:: YOUR GOAL ::
The answer should consist of each line from the data below that includes "cooker".

:: SOURCE RECORDS ::
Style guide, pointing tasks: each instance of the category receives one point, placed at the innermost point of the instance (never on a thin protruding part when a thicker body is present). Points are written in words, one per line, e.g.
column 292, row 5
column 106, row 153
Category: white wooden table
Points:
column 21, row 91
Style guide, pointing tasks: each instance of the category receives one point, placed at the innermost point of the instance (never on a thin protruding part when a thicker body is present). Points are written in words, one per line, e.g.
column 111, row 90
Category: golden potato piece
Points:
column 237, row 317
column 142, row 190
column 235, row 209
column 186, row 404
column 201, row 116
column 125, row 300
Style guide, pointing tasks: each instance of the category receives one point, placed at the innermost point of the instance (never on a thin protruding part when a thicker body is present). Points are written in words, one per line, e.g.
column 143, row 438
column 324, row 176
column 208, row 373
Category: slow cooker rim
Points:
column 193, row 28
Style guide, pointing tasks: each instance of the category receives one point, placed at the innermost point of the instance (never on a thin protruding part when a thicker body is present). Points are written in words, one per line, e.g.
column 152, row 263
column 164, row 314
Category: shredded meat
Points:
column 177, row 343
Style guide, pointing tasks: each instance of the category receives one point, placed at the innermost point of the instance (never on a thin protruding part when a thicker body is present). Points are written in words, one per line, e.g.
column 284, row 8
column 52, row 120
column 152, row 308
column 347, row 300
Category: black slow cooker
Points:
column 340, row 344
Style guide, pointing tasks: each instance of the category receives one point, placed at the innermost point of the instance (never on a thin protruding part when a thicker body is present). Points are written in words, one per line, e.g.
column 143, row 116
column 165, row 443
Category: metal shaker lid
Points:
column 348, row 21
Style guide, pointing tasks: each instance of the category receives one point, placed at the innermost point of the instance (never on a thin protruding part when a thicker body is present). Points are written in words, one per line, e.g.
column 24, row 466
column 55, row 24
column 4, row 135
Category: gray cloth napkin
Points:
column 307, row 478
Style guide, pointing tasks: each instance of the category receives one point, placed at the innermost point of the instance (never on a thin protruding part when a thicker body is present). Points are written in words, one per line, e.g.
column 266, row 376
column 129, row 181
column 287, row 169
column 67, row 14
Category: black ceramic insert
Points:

:: TASK SOLUTION ::
Category: slow cooker rim
Category: black slow cooker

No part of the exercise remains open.